[Gegeven tekst]:

Scheepswerf en Machinefabriek De Biesbosch

former shipyard in Dordrecht

Scheepswerf en Machinefabriek De Biesbosch was een in de Nederlandse stad Dordrecht gevestigde onderneming die bestaan heeft van 1917 tot 2000.

Scheepsbouwloods van Scheepswerf de Biesbosch
Tewaterlating tanker Mesna op 28 Maart 1958
Kantoorgebouw Scheepswerf de Biesbosch
Amerikaanse helling van Scheepswerf de Biesbosch
Scheepswerf de Biesbosch anno 1985
Dordrecht voormalige scheepswerf De Biesbosch (50824351687)
Adjunct-directeur Govert Veldhuyzen

Geschiedenis bewerken

1917 – 1940 bewerken

Op 13 januari 1917 richtten D. Kooyman en J.J. Hulsman samen de nv Machinefabriek De Biesbosch op. Zij vestigden zich in Dordrecht , op een terrein in erfpacht van de gemeente aan de Merwedestraat, dat gelegen was in de Staart, een landtong in het noordoosten van de stad, tussen de Wantij en de Merwede.[1] Het bedrijf was naast een machinefabriek ook een ketelmakerij. De Biesbosch was gespecialiseerd in stoomtechniek en vervaardigde naast grote stoomscheepsinstallaties (zowel machines als ketels) ook stoomstuurmachines en -lieren. Toenemende vraag naar de machines zorgde voor een groei van het personeelsbestand. Begonnen met twintig arbeidskrachten had de fabriek in 1921 60 mensen in dienst. Na het inzakken van de inhaalvraag na afloop van de Eerste Wereldoorlog kwam het bedrijf in de problemen. Een financiële impuls van buiten was noodzakelijk. In 1924 kwam een groot deel van de aandelen in Franse handen en uiteindelijk werd het bedrijf geheel eigendom van de Franse staatsrederij CFNR. Deze in Straatsburg gevestigde rederij kreeg daarmee een steunpunt en reparatiepunt voor haar Rijnvloot. De twee oprichters traden in 1926 uit de onderneming. De bedrijfsleiding kwam in handen van adjunct-directeur A. Kruijt. De overname door de Franse rederij zorgde voor extra orders voor schepen, stoomapparatuur zoals centrifugaalpompen en -lieren maar ook voor veel scheepsreparatiewerk.

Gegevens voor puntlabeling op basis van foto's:
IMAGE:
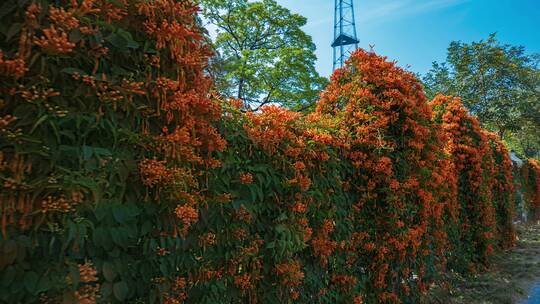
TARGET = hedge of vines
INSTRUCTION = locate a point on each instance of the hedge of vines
(125, 181)
(530, 186)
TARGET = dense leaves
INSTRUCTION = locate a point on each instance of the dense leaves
(118, 185)
(264, 56)
(498, 83)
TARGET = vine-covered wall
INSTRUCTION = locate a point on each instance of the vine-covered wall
(125, 180)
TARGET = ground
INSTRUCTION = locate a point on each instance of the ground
(509, 280)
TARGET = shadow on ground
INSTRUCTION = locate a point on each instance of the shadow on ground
(509, 281)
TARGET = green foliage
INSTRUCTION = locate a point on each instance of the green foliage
(264, 55)
(497, 83)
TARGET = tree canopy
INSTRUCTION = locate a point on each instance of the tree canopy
(263, 54)
(499, 83)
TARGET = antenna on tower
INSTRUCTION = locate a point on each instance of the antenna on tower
(345, 40)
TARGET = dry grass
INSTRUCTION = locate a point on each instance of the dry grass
(507, 282)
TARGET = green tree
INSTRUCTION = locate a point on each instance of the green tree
(263, 54)
(499, 83)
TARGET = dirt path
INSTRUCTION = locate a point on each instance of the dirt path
(514, 277)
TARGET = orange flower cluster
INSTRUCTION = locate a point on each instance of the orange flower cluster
(12, 67)
(246, 178)
(484, 177)
(530, 173)
(290, 273)
(55, 41)
(187, 216)
(271, 127)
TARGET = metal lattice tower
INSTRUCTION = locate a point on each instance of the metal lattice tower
(345, 40)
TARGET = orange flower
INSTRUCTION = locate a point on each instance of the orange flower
(54, 41)
(246, 178)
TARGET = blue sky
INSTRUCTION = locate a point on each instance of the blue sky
(417, 32)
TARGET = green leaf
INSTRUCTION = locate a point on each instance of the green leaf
(30, 282)
(109, 271)
(121, 290)
(118, 41)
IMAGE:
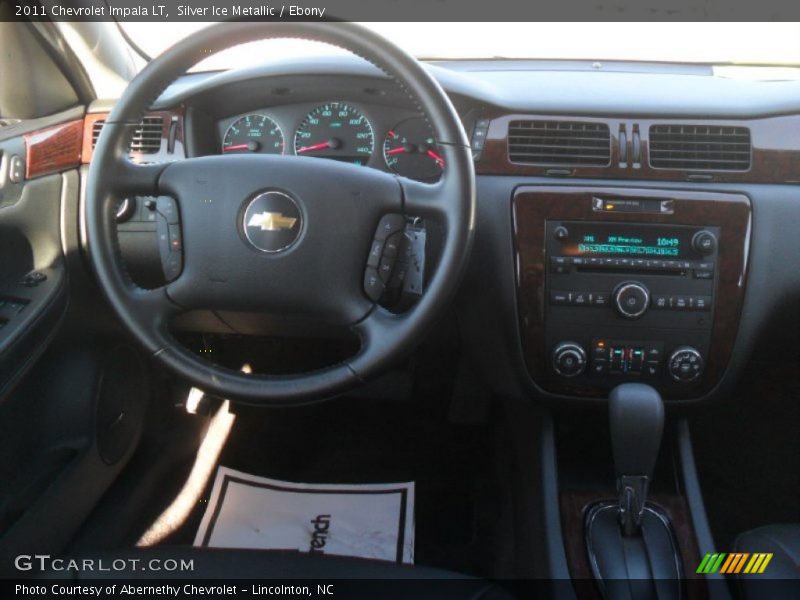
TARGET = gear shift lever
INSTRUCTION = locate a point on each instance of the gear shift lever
(636, 416)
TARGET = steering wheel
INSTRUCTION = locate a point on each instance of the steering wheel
(313, 264)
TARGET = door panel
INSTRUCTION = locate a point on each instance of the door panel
(33, 279)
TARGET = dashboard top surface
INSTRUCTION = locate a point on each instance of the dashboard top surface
(568, 87)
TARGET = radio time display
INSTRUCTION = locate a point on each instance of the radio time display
(623, 245)
(626, 240)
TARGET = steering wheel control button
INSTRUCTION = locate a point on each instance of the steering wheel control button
(272, 222)
(631, 299)
(386, 267)
(375, 253)
(33, 279)
(569, 359)
(704, 242)
(389, 224)
(168, 208)
(126, 210)
(373, 284)
(384, 257)
(685, 364)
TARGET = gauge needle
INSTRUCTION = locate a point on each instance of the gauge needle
(437, 157)
(321, 146)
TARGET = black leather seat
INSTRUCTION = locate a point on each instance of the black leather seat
(783, 541)
(234, 564)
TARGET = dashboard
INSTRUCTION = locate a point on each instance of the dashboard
(628, 219)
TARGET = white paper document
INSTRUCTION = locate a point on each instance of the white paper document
(364, 520)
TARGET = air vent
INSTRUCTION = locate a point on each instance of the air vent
(700, 147)
(565, 143)
(146, 139)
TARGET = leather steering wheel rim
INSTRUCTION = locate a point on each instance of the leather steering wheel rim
(385, 337)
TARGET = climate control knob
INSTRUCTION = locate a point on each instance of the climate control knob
(685, 364)
(569, 359)
(631, 299)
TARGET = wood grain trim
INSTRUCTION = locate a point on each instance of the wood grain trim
(775, 157)
(56, 148)
(163, 154)
(88, 126)
(533, 205)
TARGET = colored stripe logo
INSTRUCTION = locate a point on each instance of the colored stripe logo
(735, 562)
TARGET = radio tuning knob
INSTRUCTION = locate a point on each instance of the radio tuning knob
(685, 364)
(704, 242)
(569, 359)
(631, 299)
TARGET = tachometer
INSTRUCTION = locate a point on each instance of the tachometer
(337, 131)
(253, 133)
(410, 150)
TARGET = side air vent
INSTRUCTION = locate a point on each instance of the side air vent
(146, 139)
(564, 143)
(700, 147)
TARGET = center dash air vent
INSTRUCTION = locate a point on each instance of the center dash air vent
(700, 147)
(146, 138)
(566, 143)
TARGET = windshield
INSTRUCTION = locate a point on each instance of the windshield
(709, 43)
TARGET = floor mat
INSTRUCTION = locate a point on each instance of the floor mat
(373, 521)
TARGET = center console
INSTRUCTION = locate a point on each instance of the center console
(621, 285)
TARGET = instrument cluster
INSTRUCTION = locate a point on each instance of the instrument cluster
(391, 140)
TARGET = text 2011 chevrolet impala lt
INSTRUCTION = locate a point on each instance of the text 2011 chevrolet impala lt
(443, 307)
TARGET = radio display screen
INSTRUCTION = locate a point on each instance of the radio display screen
(626, 240)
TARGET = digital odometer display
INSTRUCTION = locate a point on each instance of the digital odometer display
(338, 131)
(624, 240)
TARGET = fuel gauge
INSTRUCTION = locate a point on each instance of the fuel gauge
(410, 150)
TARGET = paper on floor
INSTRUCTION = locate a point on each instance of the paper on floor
(363, 520)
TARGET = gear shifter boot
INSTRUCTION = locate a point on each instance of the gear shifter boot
(633, 567)
(636, 419)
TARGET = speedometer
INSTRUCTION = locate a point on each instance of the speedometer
(253, 133)
(335, 130)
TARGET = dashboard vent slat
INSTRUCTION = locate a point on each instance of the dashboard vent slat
(700, 147)
(561, 143)
(146, 138)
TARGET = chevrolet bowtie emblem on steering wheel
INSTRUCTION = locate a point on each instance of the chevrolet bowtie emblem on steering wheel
(272, 221)
(268, 221)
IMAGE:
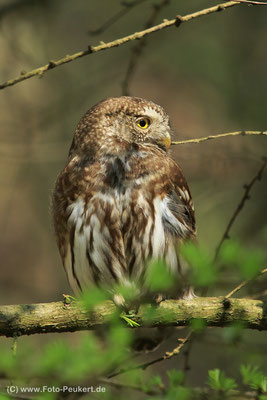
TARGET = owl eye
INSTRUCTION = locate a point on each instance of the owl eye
(143, 122)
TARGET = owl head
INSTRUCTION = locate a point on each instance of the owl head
(122, 119)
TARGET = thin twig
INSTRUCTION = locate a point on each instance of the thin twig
(221, 135)
(253, 3)
(258, 295)
(166, 356)
(138, 48)
(240, 206)
(119, 385)
(118, 42)
(115, 18)
(244, 283)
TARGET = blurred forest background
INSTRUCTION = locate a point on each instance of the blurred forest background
(210, 75)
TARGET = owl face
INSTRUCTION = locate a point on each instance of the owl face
(128, 119)
(149, 124)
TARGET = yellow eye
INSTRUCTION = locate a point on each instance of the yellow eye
(143, 122)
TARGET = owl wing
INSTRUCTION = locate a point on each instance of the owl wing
(87, 226)
(179, 216)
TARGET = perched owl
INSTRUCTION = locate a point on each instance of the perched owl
(121, 199)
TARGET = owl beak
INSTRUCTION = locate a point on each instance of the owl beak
(166, 141)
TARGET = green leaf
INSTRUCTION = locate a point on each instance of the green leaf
(218, 381)
(254, 378)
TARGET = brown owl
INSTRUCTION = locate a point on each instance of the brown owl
(121, 199)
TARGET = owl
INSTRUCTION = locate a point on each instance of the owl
(121, 200)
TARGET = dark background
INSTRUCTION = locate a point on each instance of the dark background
(210, 75)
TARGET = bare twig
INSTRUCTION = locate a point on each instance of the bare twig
(221, 135)
(166, 356)
(240, 206)
(118, 42)
(244, 283)
(112, 20)
(137, 49)
(259, 295)
(253, 3)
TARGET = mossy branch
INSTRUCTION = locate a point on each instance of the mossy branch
(16, 320)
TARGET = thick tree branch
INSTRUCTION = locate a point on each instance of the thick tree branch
(18, 320)
(119, 42)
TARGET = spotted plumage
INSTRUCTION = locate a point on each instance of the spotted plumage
(121, 199)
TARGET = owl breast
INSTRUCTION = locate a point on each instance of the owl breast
(120, 224)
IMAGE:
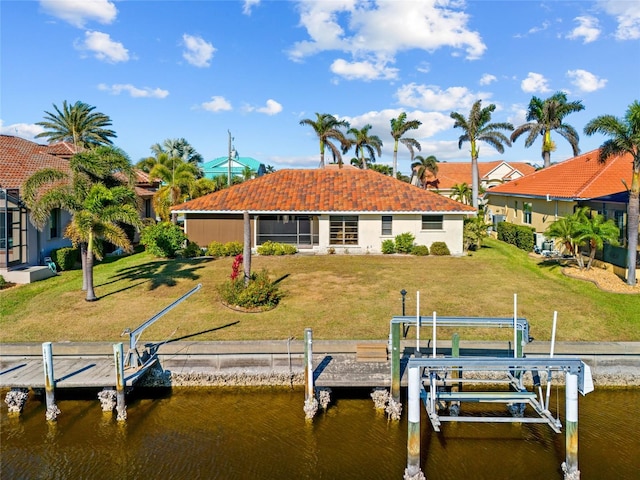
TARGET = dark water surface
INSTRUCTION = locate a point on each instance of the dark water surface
(262, 434)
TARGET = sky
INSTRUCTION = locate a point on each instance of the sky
(205, 70)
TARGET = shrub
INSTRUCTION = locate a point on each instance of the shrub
(420, 250)
(261, 293)
(234, 248)
(66, 258)
(163, 239)
(216, 249)
(404, 242)
(439, 248)
(388, 246)
(191, 250)
(274, 248)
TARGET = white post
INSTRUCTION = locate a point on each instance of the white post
(417, 323)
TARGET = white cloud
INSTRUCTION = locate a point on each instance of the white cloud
(79, 12)
(198, 51)
(586, 81)
(487, 79)
(535, 82)
(627, 15)
(431, 97)
(217, 104)
(133, 91)
(363, 70)
(588, 29)
(248, 6)
(27, 131)
(103, 47)
(381, 28)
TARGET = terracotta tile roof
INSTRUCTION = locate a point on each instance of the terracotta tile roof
(581, 177)
(20, 158)
(324, 190)
(450, 174)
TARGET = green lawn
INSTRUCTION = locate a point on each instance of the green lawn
(340, 297)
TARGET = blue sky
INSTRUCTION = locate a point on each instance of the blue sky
(198, 69)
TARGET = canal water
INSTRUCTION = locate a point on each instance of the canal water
(261, 433)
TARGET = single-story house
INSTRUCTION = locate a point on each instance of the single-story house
(22, 247)
(344, 209)
(220, 166)
(539, 199)
(491, 174)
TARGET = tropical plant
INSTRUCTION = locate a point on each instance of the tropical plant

[Opdrachten]:
1 > Citeer uit de tekst over scheepswerf De Biesbosch het stuk dat begint bij "Scheepsbouwloods van Scheepswerf" en eindigt bij "De Biesbosch (50824351687)".
2 > Schrijf een vervolg op de tekst over scheepswerf De Biesbosch, beginnend na de laatste zin.

[Antwoorden]:
1 >
Scheepsbouwloods van Scheepswerf de Biesbosch
Tewaterlating tanker Mesna op 28 Maart 1958
Kantoorgebouw Scheepswerf de Biesbosch
Amerikaanse helling van Scheepswerf de Biesbosch
Scheepswerf de Biesbosch anno 1985
Dordrecht voormalige scheepswerf De Biesbosch (50824351687)

2 >
In 1927 volgde een fusie met de naastgelegen NV scheepswerf Dordrecht, in 1901 opgericht door J.J.W. Bijvoet, waardoor naast reparatiewerk ook nieuwbouw van schepen mogelijk werd. De nieuwe naam werd in februari 1929 NV Scheepswerf en Machinefabriek de Biesbosch.[2] Het bedrijf legde zich toe op het ontwerpen en bouwen van lichters en sleepboten voor de Rijnvaart, maar ook voor binnenvaart en duwvaart. De algehele leiding kwam bij ML Veldhuyzen. In de jaren dertig vonden een aantal uitbreidingen en een herstructurering van gebouwen, terrein en installaties plaats. Net voor het uitbreken van de Tweede Wereldoorlog telde het bedrijf ca 470 werknemers.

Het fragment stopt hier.